→ Document extract
My personal belief is that the statement at the top of this comment is true; that the major players in the conspiracy include Friedman and Greenspan; that among the tools used were monetary policy and tax/fiscal policy.

But I am in no way equipped to prove it to Wilkinson's satisfaction. And I also believe that some of the accepted wisdom of economists, for instance, Friedman's seminal paper on inflation and unemployment, increase the difficulty of making the case.

Posted by: bob mcmanus | Nov 29, 2006 3:19:29 PM

Hell, Friedman's paper on "Positive economics" purt near makes discussion impossible. Any refutation of a model is a good thing, improves the model, and doesn't matter anyway, since a model is "proved" by its usefulness. Economists are a trip.

Posted by: bob mcmanus | Nov 29, 2006 3:24:52 PM

Have you ever actually read Piketty and Saez? They believe the prime mover was post-war tax policy.

Posted by: Ezra | Nov 29, 2006 3:36:54 PM

Meanwhile, I literally don't understand the resistance to this point. You can't possibly believe wealthy and powerful elites don't try to "maximize their utility" within the system, can you? That this is all natural law stuff, and nobody is working to influence public policy in order to grab more of the pie?

Meanwhile, here's Saez:

"A second view [he just dismissed SBTC] claims that impediments to free markets due to labor market regulations, unions, or social norms regarding pay inequality, can keep executive pay below market. Such impediments have been largely removed in the United
States but still exist in Europe or Japan, explaining the trends."

That's manipulation by political elites. So, by the way, are labor unions political manipulation with a different end. But to pretend this stuff is natural rather than intentional is absurd.

Posted by: Ezra | Nov 29, 2006 3:42:41 PM

Meanwhile, here's Gorden and Dew-Becker:

"We argue that economists in their
explanations of growing income inequality have placed too much emphasis on “skill-biased
technical change” and too little attention to the “economics of superstars,” i.e., the pure rents
earned by the top CEOs, sports starts, and entertainment stars. This source of divergence at the
top, combined with the role of deunionization, immigration, and free trade in pushing down
incomes at the bottom, have led to the wide divergence between the growth rates of
productivity, average compensation, and median compensation."

→ Supplied records

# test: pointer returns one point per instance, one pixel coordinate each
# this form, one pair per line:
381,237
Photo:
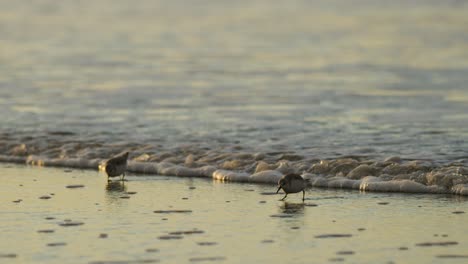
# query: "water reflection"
292,208
116,187
115,190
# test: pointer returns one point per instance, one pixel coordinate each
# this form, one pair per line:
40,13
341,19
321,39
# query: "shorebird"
292,183
116,166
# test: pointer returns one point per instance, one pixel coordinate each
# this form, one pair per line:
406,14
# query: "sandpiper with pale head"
292,183
117,166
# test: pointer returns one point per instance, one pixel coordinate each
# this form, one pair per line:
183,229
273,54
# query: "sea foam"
392,174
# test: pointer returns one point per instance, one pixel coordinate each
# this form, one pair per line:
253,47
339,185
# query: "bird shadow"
116,187
292,208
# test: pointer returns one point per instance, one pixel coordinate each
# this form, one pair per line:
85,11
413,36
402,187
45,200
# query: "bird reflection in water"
116,187
292,208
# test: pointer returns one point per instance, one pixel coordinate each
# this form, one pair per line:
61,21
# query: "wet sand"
65,215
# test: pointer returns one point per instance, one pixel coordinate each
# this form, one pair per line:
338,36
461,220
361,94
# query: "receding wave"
392,174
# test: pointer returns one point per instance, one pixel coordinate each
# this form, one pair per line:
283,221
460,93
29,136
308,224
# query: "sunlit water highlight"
233,223
320,87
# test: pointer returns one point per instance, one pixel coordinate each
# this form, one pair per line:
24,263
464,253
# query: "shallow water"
320,80
228,222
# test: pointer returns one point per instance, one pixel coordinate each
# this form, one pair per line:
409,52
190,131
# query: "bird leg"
284,197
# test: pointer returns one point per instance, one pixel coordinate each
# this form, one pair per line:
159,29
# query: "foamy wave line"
267,176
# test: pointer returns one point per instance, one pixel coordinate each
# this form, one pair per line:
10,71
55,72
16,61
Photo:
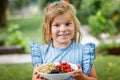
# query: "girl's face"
62,30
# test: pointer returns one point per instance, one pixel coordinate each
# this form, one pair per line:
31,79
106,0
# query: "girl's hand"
38,77
78,74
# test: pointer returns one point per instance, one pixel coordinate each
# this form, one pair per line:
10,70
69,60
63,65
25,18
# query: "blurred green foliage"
107,68
15,37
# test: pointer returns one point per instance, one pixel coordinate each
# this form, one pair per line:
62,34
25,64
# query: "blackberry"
56,71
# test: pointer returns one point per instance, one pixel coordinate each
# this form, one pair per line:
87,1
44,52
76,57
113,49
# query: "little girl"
61,36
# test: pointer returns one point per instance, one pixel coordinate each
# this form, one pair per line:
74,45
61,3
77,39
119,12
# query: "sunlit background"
21,25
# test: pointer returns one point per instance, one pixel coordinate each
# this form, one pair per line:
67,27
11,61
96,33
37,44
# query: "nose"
63,28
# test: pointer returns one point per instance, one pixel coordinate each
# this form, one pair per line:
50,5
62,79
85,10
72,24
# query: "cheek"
54,32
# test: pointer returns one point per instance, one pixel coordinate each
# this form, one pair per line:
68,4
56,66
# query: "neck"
61,45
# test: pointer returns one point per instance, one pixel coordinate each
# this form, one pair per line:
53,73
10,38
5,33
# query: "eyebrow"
64,22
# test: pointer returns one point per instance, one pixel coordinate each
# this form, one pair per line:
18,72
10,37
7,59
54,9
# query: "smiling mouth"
63,34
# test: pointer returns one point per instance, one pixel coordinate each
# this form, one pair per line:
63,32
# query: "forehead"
62,18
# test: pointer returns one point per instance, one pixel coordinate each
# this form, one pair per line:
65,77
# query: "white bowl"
60,76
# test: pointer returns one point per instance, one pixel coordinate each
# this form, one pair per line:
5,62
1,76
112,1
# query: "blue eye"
56,25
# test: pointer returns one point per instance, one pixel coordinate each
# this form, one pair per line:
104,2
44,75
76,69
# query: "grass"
30,27
107,68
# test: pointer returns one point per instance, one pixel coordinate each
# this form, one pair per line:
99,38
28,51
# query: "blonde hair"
55,9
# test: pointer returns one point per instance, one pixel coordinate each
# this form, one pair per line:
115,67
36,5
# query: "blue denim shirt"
75,53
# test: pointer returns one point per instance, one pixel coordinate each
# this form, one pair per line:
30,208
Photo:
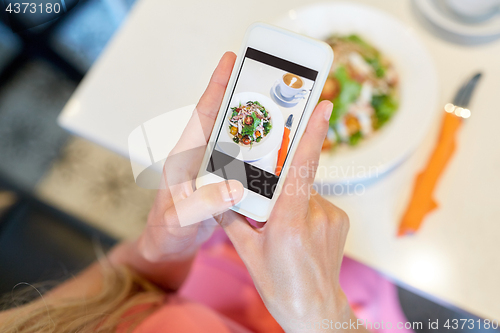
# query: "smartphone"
274,86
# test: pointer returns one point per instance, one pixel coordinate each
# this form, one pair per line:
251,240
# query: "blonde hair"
105,312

→ What to work on
Print the passage of the comment thread on income inequality starting at "Posted by: bob mcmanus | Nov 29, 2006 3:24:52" and ending at "of the pie?". The listing has nothing to do with the comment thread on income inequality.

→ Correct response
Posted by: bob mcmanus | Nov 29, 2006 3:24:52 PM

Have you ever actually read Piketty and Saez? They believe the prime mover was post-war tax policy.

Posted by: Ezra | Nov 29, 2006 3:36:54 PM

Meanwhile, I literally don't understand the resistance to this point. You can't possibly believe wealthy and powerful elites don't try to "maximize their utility" within the system, can you? That this is all natural law stuff, and nobody is working to influence public policy in order to grab more of the pie?